Please update the material below by changing "photo" to "picture" and leaving every other part unchanged. Omit the pictures from your answer.

§ Dataset rows
--------------------------------
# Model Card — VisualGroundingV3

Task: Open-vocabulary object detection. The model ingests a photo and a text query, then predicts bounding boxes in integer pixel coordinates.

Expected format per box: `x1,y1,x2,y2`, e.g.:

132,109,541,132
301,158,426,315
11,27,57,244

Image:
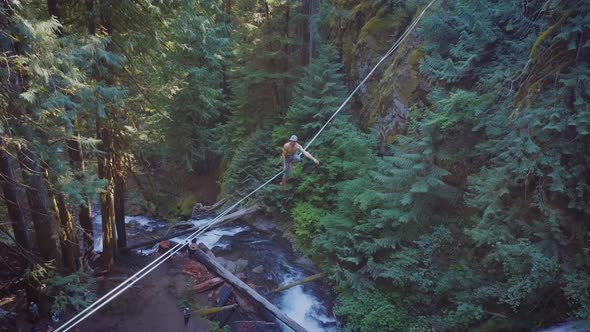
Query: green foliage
46,270,95,312
158,1,229,171
334,291,424,332
291,203,326,243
--------------------------------
§ Written solution
# Model Card — VisualGroundingV3

Task: Open-vocabulary object detection. The model ingests a picture and a text query, then predicts bounding boxes in integer pixel coordinates.

Expected format per box: `x1,y1,x2,y2`, e.g.:

132,109,541,132
301,158,426,315
11,27,57,244

Image:
Query: green foliage
46,270,95,312
158,1,229,171
334,291,424,332
291,203,326,243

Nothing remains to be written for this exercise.